Start of RECORDS FOR THIS TASK

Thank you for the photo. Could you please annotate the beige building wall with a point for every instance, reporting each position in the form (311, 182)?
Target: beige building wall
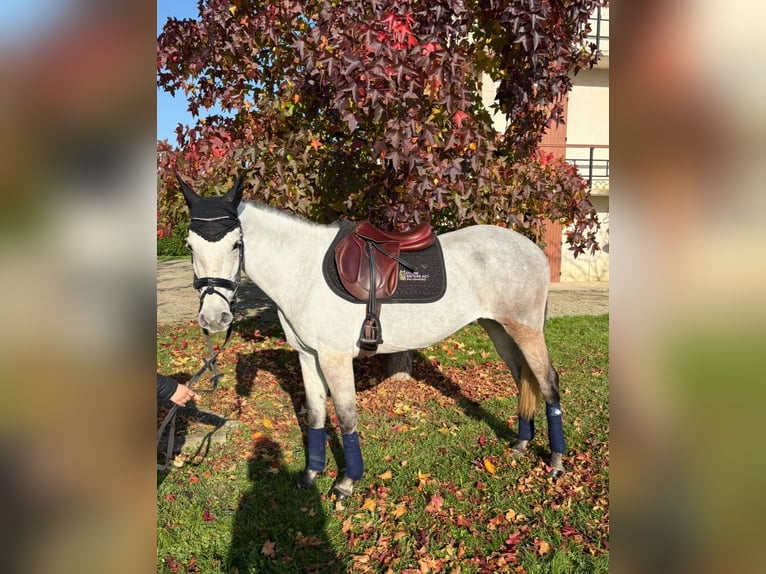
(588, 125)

End of RECORDS FOR THIS TASK
Start of RECORDS FOR THIS TASK

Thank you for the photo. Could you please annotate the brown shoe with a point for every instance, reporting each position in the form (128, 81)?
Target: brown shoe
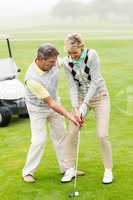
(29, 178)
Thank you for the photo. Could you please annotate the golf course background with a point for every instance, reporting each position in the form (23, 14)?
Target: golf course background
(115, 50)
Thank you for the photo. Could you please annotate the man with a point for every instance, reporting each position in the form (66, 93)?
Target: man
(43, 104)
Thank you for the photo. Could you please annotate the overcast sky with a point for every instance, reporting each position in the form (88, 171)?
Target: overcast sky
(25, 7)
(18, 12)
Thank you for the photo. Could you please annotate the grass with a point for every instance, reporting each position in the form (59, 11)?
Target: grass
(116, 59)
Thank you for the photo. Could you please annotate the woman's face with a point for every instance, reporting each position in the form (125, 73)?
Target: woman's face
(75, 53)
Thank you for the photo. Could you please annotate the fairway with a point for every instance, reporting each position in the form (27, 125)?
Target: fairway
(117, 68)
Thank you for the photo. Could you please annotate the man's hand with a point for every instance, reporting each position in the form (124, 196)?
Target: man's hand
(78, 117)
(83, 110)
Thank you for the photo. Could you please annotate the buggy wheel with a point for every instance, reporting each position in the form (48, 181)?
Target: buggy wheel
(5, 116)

End of RECORDS FOR THIS TASK
Start of RECORDS FOR THIS TASK

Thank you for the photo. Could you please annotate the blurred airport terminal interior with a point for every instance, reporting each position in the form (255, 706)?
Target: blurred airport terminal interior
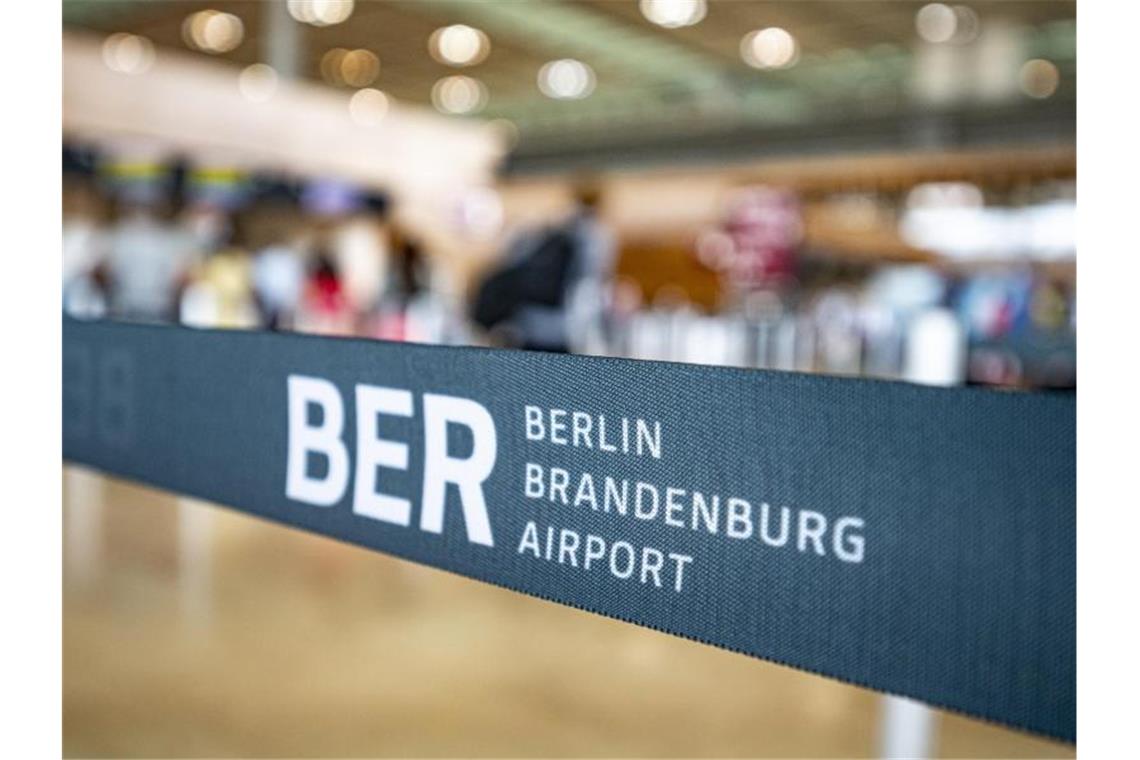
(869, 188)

End of RECORDS FOR THIS TASK

• [WHAT THIS TASK INVOLVES]
Please report every line among the entries that includes "annotate".

• [WRITTEN RESPONSE]
Thank you for the photo. Could you please annotate the beige building wall with a point for every instance, reporting each position in the form (311, 182)?
Thank you for the photo. Could you please annotate the brown shoe with a point for every instance, reporting each position in the form (128, 81)?
Thank you for the photo. Could you please annotate the golf course background with a point for every instance, reporting each position in the form (23, 14)?
Thank you for the photo. Could you please annotate the man with a point for every instance, reporting each position in the form (66, 93)?
Thank you for the photo. Could you please annotate the overcast sky with a point for every instance, reporting each position in the form (88, 171)?
Thank you for the photo. Could you please annotate the grass with a point for every instance, reporting each position in the form (59, 11)?
Thank you for the photo. Could you please annotate the woman's face with a point for every instance, reporting each position in the form (125, 73)?
Thank you for the photo. Could you please annotate the fairway with a point for every instance, reporting each position in the form (27, 125)?
Thank you for the photo. Could you please annotate the man's hand with a point for every instance, reporting each position in the form (124, 196)?
Thank you for the photo. Could you please annotate the buggy wheel with a point for every instance, reporting each position in the form (48, 181)?
Thank you for the photo. Could you please annotate the blurred airport terminal interior with a point for every instance, reporting each position in the form (255, 706)?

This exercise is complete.